→ **WHAT TO DO**:
Pick out every line in the entries below that contains the string "violin", and copy each one in full.

→ **ENTRIES SUPPLIED**:
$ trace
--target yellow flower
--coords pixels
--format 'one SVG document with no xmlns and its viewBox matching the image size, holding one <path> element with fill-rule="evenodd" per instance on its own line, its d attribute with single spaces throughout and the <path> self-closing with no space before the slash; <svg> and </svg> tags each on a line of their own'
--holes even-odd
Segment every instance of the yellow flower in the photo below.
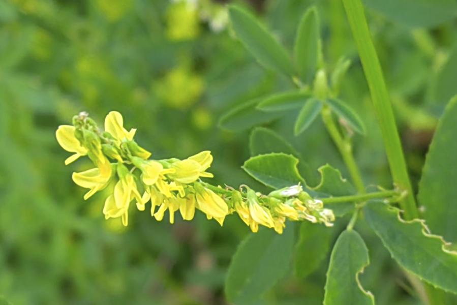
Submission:
<svg viewBox="0 0 457 305">
<path fill-rule="evenodd" d="M 196 183 L 194 187 L 198 208 L 207 216 L 219 220 L 220 223 L 221 220 L 223 221 L 228 213 L 228 206 L 224 199 L 199 184 Z"/>
<path fill-rule="evenodd" d="M 131 129 L 130 131 L 127 132 L 124 128 L 124 119 L 120 113 L 117 111 L 111 111 L 105 119 L 105 131 L 118 140 L 127 138 L 131 141 L 133 139 L 136 129 Z"/>
<path fill-rule="evenodd" d="M 109 183 L 111 176 L 103 176 L 100 173 L 100 170 L 95 168 L 80 173 L 73 173 L 72 178 L 75 183 L 80 187 L 90 189 L 90 190 L 84 196 L 84 199 L 86 200 L 96 192 L 106 188 Z"/>
<path fill-rule="evenodd" d="M 59 126 L 55 132 L 55 137 L 62 148 L 67 151 L 76 152 L 65 160 L 66 165 L 71 163 L 81 156 L 87 154 L 87 150 L 81 146 L 79 141 L 75 137 L 75 130 L 73 126 L 62 125 Z"/>
</svg>

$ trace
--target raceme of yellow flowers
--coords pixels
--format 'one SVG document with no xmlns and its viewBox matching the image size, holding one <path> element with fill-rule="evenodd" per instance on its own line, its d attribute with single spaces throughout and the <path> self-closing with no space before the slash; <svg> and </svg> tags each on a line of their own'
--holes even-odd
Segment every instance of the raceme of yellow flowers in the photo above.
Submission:
<svg viewBox="0 0 457 305">
<path fill-rule="evenodd" d="M 150 201 L 151 215 L 161 221 L 168 210 L 171 223 L 178 210 L 183 219 L 191 220 L 197 209 L 221 226 L 227 215 L 236 212 L 253 232 L 262 225 L 281 233 L 286 219 L 332 225 L 331 210 L 324 208 L 321 201 L 313 199 L 299 185 L 264 195 L 245 185 L 236 190 L 202 181 L 200 177 L 213 176 L 206 171 L 212 162 L 210 151 L 183 160 L 149 159 L 151 154 L 133 140 L 136 130 L 127 131 L 122 116 L 116 111 L 107 115 L 104 131 L 86 112 L 75 116 L 73 124 L 60 126 L 56 132 L 60 146 L 75 153 L 65 164 L 87 156 L 95 165 L 94 168 L 73 174 L 75 183 L 89 189 L 84 199 L 112 181 L 115 183 L 103 208 L 107 219 L 121 217 L 127 226 L 130 203 L 135 202 L 143 211 Z"/>
</svg>

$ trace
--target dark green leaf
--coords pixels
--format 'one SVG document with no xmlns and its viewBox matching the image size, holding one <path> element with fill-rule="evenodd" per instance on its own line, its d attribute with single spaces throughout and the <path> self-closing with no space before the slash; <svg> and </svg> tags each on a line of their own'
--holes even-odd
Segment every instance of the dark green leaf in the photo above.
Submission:
<svg viewBox="0 0 457 305">
<path fill-rule="evenodd" d="M 457 242 L 457 98 L 451 101 L 429 149 L 418 198 L 425 207 L 422 215 L 434 234 Z"/>
<path fill-rule="evenodd" d="M 322 224 L 303 221 L 295 255 L 295 274 L 304 278 L 317 269 L 330 249 L 331 229 Z"/>
<path fill-rule="evenodd" d="M 240 244 L 232 258 L 225 283 L 227 300 L 234 305 L 251 304 L 287 270 L 293 247 L 293 226 L 282 234 L 261 228 Z"/>
<path fill-rule="evenodd" d="M 424 221 L 405 221 L 398 208 L 377 201 L 369 202 L 363 215 L 401 266 L 434 286 L 457 293 L 457 253 L 446 250 L 441 236 L 430 234 Z"/>
<path fill-rule="evenodd" d="M 343 231 L 331 252 L 324 304 L 374 304 L 373 295 L 363 290 L 358 280 L 369 263 L 368 249 L 358 233 Z"/>
<path fill-rule="evenodd" d="M 311 83 L 316 74 L 321 52 L 319 22 L 316 7 L 308 9 L 300 21 L 294 51 L 300 77 L 305 83 Z"/>
<path fill-rule="evenodd" d="M 260 64 L 289 76 L 293 75 L 287 52 L 254 17 L 233 6 L 229 7 L 229 14 L 236 36 Z"/>
<path fill-rule="evenodd" d="M 300 110 L 300 113 L 295 121 L 294 133 L 296 136 L 298 136 L 310 127 L 317 117 L 322 108 L 322 104 L 319 100 L 315 98 L 308 100 Z"/>
<path fill-rule="evenodd" d="M 436 102 L 446 105 L 457 94 L 457 47 L 454 47 L 447 61 L 442 67 L 436 78 L 435 88 Z"/>
<path fill-rule="evenodd" d="M 363 121 L 354 109 L 338 99 L 328 99 L 327 103 L 349 127 L 360 134 L 365 134 L 365 128 Z"/>
<path fill-rule="evenodd" d="M 263 127 L 255 128 L 251 133 L 249 144 L 251 156 L 253 157 L 271 152 L 284 152 L 293 156 L 298 159 L 297 168 L 305 181 L 312 185 L 314 184 L 316 179 L 315 175 L 313 174 L 309 165 L 301 158 L 301 155 L 272 130 Z"/>
<path fill-rule="evenodd" d="M 266 186 L 282 189 L 304 184 L 297 170 L 297 158 L 285 154 L 261 155 L 251 158 L 242 168 L 246 172 Z"/>
<path fill-rule="evenodd" d="M 281 111 L 303 107 L 311 97 L 308 93 L 292 91 L 271 96 L 261 102 L 257 109 L 264 111 Z"/>
<path fill-rule="evenodd" d="M 411 27 L 433 27 L 457 15 L 454 0 L 363 0 L 367 7 Z"/>
<path fill-rule="evenodd" d="M 219 127 L 228 130 L 239 131 L 279 117 L 278 113 L 257 110 L 256 106 L 260 101 L 256 99 L 233 108 L 221 117 Z"/>
</svg>

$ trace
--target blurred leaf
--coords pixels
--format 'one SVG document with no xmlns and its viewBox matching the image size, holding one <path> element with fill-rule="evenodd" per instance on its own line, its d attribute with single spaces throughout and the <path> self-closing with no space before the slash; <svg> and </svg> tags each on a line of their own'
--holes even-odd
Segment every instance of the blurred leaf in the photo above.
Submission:
<svg viewBox="0 0 457 305">
<path fill-rule="evenodd" d="M 315 98 L 308 100 L 300 110 L 295 121 L 294 131 L 295 136 L 298 136 L 310 127 L 317 117 L 322 108 L 322 103 L 319 100 Z"/>
<path fill-rule="evenodd" d="M 312 95 L 297 91 L 281 93 L 268 97 L 259 103 L 257 109 L 264 111 L 281 111 L 300 108 Z"/>
<path fill-rule="evenodd" d="M 295 260 L 297 277 L 304 278 L 319 267 L 330 249 L 331 232 L 322 224 L 302 222 Z"/>
<path fill-rule="evenodd" d="M 311 83 L 321 52 L 319 18 L 315 6 L 307 10 L 300 21 L 294 51 L 300 77 L 306 83 Z"/>
<path fill-rule="evenodd" d="M 316 179 L 309 165 L 291 145 L 272 130 L 263 127 L 255 128 L 251 133 L 249 144 L 251 156 L 253 157 L 271 152 L 284 152 L 293 156 L 298 159 L 297 168 L 307 185 L 314 184 Z"/>
<path fill-rule="evenodd" d="M 400 210 L 381 202 L 363 207 L 368 224 L 403 268 L 443 290 L 457 293 L 457 252 L 446 249 L 442 237 L 432 235 L 424 221 L 405 221 Z"/>
<path fill-rule="evenodd" d="M 221 117 L 219 127 L 228 130 L 239 131 L 279 117 L 280 114 L 257 110 L 256 107 L 260 100 L 252 100 L 234 108 Z"/>
<path fill-rule="evenodd" d="M 360 236 L 353 230 L 344 231 L 331 252 L 324 304 L 374 304 L 373 295 L 363 290 L 358 280 L 369 263 L 368 249 Z"/>
<path fill-rule="evenodd" d="M 447 61 L 437 75 L 435 88 L 437 103 L 446 105 L 457 94 L 455 79 L 457 79 L 457 47 L 452 50 Z"/>
<path fill-rule="evenodd" d="M 331 110 L 344 120 L 351 129 L 360 134 L 365 134 L 365 125 L 354 109 L 338 99 L 328 99 L 327 100 L 327 103 L 330 105 Z"/>
<path fill-rule="evenodd" d="M 269 154 L 253 157 L 242 168 L 256 180 L 273 189 L 304 183 L 297 170 L 298 160 L 285 154 Z"/>
<path fill-rule="evenodd" d="M 419 187 L 418 199 L 422 213 L 434 234 L 457 242 L 457 97 L 454 98 L 439 121 L 429 148 Z"/>
<path fill-rule="evenodd" d="M 261 228 L 243 240 L 232 258 L 225 294 L 234 305 L 251 304 L 286 273 L 292 256 L 294 227 L 282 234 Z"/>
<path fill-rule="evenodd" d="M 236 36 L 260 64 L 289 76 L 293 75 L 287 52 L 254 17 L 233 6 L 229 7 L 229 13 Z"/>
<path fill-rule="evenodd" d="M 369 8 L 410 27 L 434 27 L 455 19 L 454 0 L 363 0 Z"/>
</svg>

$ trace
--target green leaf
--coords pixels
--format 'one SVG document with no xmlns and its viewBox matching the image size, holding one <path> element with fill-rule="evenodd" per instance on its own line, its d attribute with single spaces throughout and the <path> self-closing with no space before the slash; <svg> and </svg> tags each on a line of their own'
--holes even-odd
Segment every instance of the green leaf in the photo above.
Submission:
<svg viewBox="0 0 457 305">
<path fill-rule="evenodd" d="M 284 152 L 291 155 L 298 159 L 297 168 L 308 184 L 314 185 L 316 180 L 309 165 L 289 143 L 272 130 L 257 127 L 251 133 L 249 141 L 251 156 L 264 155 L 271 152 Z"/>
<path fill-rule="evenodd" d="M 440 119 L 429 149 L 419 185 L 418 199 L 422 213 L 435 234 L 457 242 L 457 97 L 453 99 Z M 451 183 L 450 183 L 451 182 Z"/>
<path fill-rule="evenodd" d="M 410 27 L 434 27 L 454 20 L 457 3 L 454 0 L 363 0 L 375 10 Z"/>
<path fill-rule="evenodd" d="M 405 221 L 399 209 L 369 202 L 363 215 L 392 257 L 403 268 L 444 290 L 457 293 L 457 252 L 446 250 L 442 237 L 431 234 L 424 221 Z"/>
<path fill-rule="evenodd" d="M 321 182 L 313 189 L 313 191 L 336 197 L 349 196 L 357 193 L 351 182 L 343 178 L 338 169 L 326 164 L 318 170 L 321 173 Z M 354 205 L 352 202 L 348 202 L 327 204 L 325 207 L 331 209 L 336 217 L 341 217 L 353 210 Z"/>
<path fill-rule="evenodd" d="M 303 106 L 311 97 L 309 93 L 291 91 L 271 96 L 261 102 L 257 109 L 264 111 L 281 111 Z"/>
<path fill-rule="evenodd" d="M 302 222 L 295 260 L 297 277 L 304 278 L 319 267 L 330 249 L 331 232 L 322 224 Z"/>
<path fill-rule="evenodd" d="M 368 249 L 355 231 L 344 231 L 331 252 L 324 305 L 372 305 L 375 299 L 363 290 L 358 274 L 370 263 Z"/>
<path fill-rule="evenodd" d="M 256 180 L 273 189 L 304 184 L 297 170 L 298 160 L 285 154 L 269 154 L 253 157 L 242 168 Z"/>
<path fill-rule="evenodd" d="M 298 136 L 310 127 L 317 117 L 322 108 L 322 103 L 317 99 L 312 98 L 303 105 L 295 121 L 294 133 Z"/>
<path fill-rule="evenodd" d="M 261 65 L 287 76 L 293 75 L 287 52 L 254 17 L 234 6 L 229 6 L 229 14 L 236 36 Z"/>
<path fill-rule="evenodd" d="M 338 99 L 328 99 L 326 102 L 331 110 L 344 120 L 349 127 L 357 133 L 365 134 L 366 129 L 363 121 L 354 109 Z"/>
<path fill-rule="evenodd" d="M 239 131 L 280 117 L 280 115 L 276 113 L 257 110 L 256 106 L 260 100 L 260 99 L 252 100 L 234 108 L 221 117 L 219 127 L 227 130 Z"/>
<path fill-rule="evenodd" d="M 437 76 L 435 88 L 436 102 L 446 105 L 457 94 L 455 79 L 457 79 L 457 47 L 452 50 Z"/>
<path fill-rule="evenodd" d="M 321 39 L 317 9 L 307 10 L 297 32 L 294 51 L 298 74 L 306 83 L 313 81 L 321 52 Z"/>
<path fill-rule="evenodd" d="M 293 226 L 282 234 L 261 228 L 241 242 L 229 266 L 225 294 L 234 305 L 247 305 L 260 298 L 285 273 L 294 243 Z"/>
</svg>

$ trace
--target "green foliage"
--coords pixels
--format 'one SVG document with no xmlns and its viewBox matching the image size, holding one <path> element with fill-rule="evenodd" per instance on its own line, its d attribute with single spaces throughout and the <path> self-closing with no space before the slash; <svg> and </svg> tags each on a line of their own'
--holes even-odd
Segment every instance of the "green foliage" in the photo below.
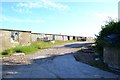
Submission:
<svg viewBox="0 0 120 80">
<path fill-rule="evenodd" d="M 105 37 L 111 34 L 117 34 L 120 36 L 120 22 L 115 22 L 114 20 L 109 21 L 105 26 L 102 26 L 102 30 L 97 35 L 96 39 L 96 52 L 103 56 L 104 47 L 120 47 L 120 42 L 108 42 Z"/>
</svg>

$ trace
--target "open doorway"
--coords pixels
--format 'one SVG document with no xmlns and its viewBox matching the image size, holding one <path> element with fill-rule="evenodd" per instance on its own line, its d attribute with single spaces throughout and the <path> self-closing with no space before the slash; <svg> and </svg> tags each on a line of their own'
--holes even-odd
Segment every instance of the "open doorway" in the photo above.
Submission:
<svg viewBox="0 0 120 80">
<path fill-rule="evenodd" d="M 70 36 L 67 36 L 68 37 L 68 40 L 70 40 Z"/>
</svg>

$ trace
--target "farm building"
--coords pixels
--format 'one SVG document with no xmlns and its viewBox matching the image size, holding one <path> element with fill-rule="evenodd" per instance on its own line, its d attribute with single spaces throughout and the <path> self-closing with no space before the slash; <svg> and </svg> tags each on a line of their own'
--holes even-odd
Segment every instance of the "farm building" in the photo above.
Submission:
<svg viewBox="0 0 120 80">
<path fill-rule="evenodd" d="M 0 29 L 0 51 L 18 45 L 31 44 L 31 31 Z"/>
</svg>

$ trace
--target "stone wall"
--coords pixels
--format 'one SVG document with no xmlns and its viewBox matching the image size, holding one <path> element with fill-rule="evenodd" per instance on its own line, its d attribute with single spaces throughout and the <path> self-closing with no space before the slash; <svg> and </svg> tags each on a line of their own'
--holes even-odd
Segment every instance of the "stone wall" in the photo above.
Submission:
<svg viewBox="0 0 120 80">
<path fill-rule="evenodd" d="M 31 44 L 31 33 L 30 32 L 19 32 L 19 44 L 30 45 Z"/>
<path fill-rule="evenodd" d="M 120 48 L 104 48 L 103 58 L 109 67 L 120 69 Z"/>
</svg>

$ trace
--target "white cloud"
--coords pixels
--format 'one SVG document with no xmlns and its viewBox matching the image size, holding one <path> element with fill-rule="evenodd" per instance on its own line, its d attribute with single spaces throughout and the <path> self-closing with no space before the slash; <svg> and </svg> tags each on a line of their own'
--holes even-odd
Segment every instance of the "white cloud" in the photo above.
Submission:
<svg viewBox="0 0 120 80">
<path fill-rule="evenodd" d="M 17 7 L 26 8 L 56 8 L 56 9 L 68 9 L 67 5 L 63 5 L 56 2 L 50 2 L 48 0 L 38 0 L 36 2 L 21 2 L 17 4 Z"/>
<path fill-rule="evenodd" d="M 117 18 L 117 14 L 98 13 L 98 12 L 94 12 L 93 14 L 96 15 L 101 20 L 107 20 L 109 17 L 111 17 L 112 19 Z"/>
<path fill-rule="evenodd" d="M 20 22 L 20 23 L 44 23 L 44 20 L 40 19 L 17 19 L 12 17 L 2 16 L 0 22 Z"/>
</svg>

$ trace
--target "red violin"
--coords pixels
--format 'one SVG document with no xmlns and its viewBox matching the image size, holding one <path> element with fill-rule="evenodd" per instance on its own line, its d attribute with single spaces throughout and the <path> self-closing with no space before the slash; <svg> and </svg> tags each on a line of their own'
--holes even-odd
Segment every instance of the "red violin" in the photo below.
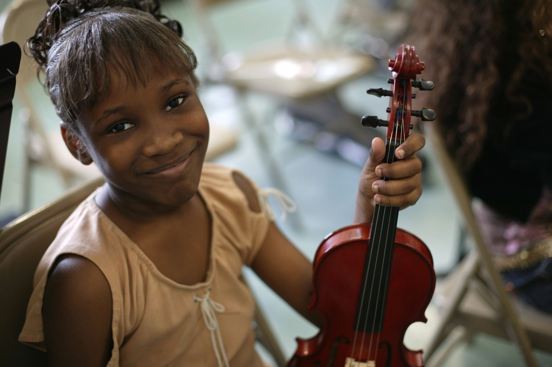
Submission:
<svg viewBox="0 0 552 367">
<path fill-rule="evenodd" d="M 411 116 L 433 121 L 431 110 L 412 110 L 412 87 L 431 90 L 420 79 L 425 64 L 413 47 L 401 46 L 389 60 L 392 90 L 369 89 L 390 99 L 387 121 L 365 116 L 362 125 L 387 126 L 384 162 L 398 160 L 395 149 L 408 136 Z M 384 179 L 386 180 L 389 179 Z M 371 225 L 351 225 L 324 239 L 315 257 L 309 308 L 324 326 L 314 338 L 298 339 L 288 367 L 420 367 L 422 351 L 407 349 L 405 332 L 424 316 L 435 288 L 433 259 L 419 238 L 397 228 L 399 208 L 376 204 Z"/>
</svg>

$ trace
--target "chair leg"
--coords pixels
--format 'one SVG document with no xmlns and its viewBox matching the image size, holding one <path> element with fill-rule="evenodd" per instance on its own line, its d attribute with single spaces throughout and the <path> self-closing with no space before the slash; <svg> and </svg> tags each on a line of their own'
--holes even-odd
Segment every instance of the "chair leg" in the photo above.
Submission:
<svg viewBox="0 0 552 367">
<path fill-rule="evenodd" d="M 444 306 L 440 313 L 441 318 L 439 321 L 439 325 L 424 348 L 423 357 L 426 360 L 431 358 L 439 344 L 444 339 L 447 328 L 466 294 L 470 278 L 477 271 L 477 255 L 476 252 L 472 252 L 465 261 L 466 263 L 463 266 L 462 272 L 459 276 L 456 285 L 446 299 Z"/>
<path fill-rule="evenodd" d="M 255 322 L 257 322 L 257 330 L 258 331 L 257 333 L 257 340 L 272 355 L 278 367 L 284 367 L 286 361 L 285 357 L 272 333 L 268 322 L 258 306 L 255 311 Z"/>
<path fill-rule="evenodd" d="M 450 352 L 459 344 L 467 341 L 470 336 L 469 332 L 463 327 L 459 326 L 455 327 L 445 338 L 445 341 L 439 350 L 426 362 L 425 367 L 439 367 L 442 365 Z"/>
</svg>

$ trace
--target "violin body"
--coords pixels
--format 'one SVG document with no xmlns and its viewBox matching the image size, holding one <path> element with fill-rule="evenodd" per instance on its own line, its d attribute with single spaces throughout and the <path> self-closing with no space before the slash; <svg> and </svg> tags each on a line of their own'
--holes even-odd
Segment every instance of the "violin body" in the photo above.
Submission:
<svg viewBox="0 0 552 367">
<path fill-rule="evenodd" d="M 414 235 L 400 229 L 395 235 L 383 331 L 373 334 L 355 330 L 370 227 L 344 227 L 328 235 L 319 247 L 309 308 L 323 316 L 324 327 L 311 339 L 297 339 L 297 352 L 288 367 L 346 367 L 352 355 L 357 361 L 375 360 L 378 367 L 423 366 L 421 350 L 410 350 L 402 343 L 410 324 L 426 321 L 424 312 L 435 288 L 431 254 Z M 363 343 L 359 342 L 360 334 L 364 334 Z M 351 364 L 361 365 L 368 365 Z"/>
<path fill-rule="evenodd" d="M 412 88 L 432 90 L 417 80 L 426 67 L 413 47 L 401 45 L 388 67 L 392 89 L 367 93 L 390 97 L 388 118 L 365 116 L 364 126 L 388 128 L 383 163 L 399 160 L 396 149 L 408 138 L 411 117 L 435 119 L 428 109 L 412 109 Z M 381 177 L 389 181 L 389 177 Z M 288 367 L 422 367 L 422 351 L 405 347 L 408 327 L 425 322 L 435 288 L 433 262 L 417 237 L 397 228 L 399 208 L 376 204 L 371 224 L 344 227 L 328 235 L 316 252 L 309 308 L 324 325 L 308 340 L 298 339 Z"/>
</svg>

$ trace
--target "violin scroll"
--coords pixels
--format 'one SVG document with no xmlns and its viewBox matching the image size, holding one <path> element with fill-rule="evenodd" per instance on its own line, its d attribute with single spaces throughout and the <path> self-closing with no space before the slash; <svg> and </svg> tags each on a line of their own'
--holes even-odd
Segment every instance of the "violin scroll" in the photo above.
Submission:
<svg viewBox="0 0 552 367">
<path fill-rule="evenodd" d="M 412 93 L 412 87 L 420 90 L 433 90 L 435 85 L 429 80 L 416 80 L 416 76 L 422 73 L 426 64 L 420 61 L 413 46 L 401 45 L 395 58 L 389 59 L 388 66 L 393 75 L 393 78 L 387 80 L 389 84 L 392 84 L 392 89 L 368 88 L 366 91 L 367 94 L 376 97 L 391 97 L 387 109 L 388 119 L 365 116 L 361 123 L 363 126 L 369 127 L 387 126 L 388 139 L 404 141 L 412 128 L 411 116 L 420 117 L 422 121 L 433 121 L 436 117 L 432 110 L 424 107 L 420 110 L 411 109 L 412 100 L 416 98 L 416 94 Z"/>
</svg>

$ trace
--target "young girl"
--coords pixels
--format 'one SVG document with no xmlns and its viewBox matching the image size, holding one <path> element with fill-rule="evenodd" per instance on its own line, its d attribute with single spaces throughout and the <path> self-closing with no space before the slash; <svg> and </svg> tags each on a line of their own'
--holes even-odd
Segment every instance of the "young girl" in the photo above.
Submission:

→ **SOLUTION TO THIS EXERCISE**:
--target "red violin"
Segment every instance of the "red violin" in the photo below.
--target "violin body"
Segment every instance of the "violin body" in the photo above.
--target "violin scroll"
Segment every instance of the "violin scroll" in the photo above.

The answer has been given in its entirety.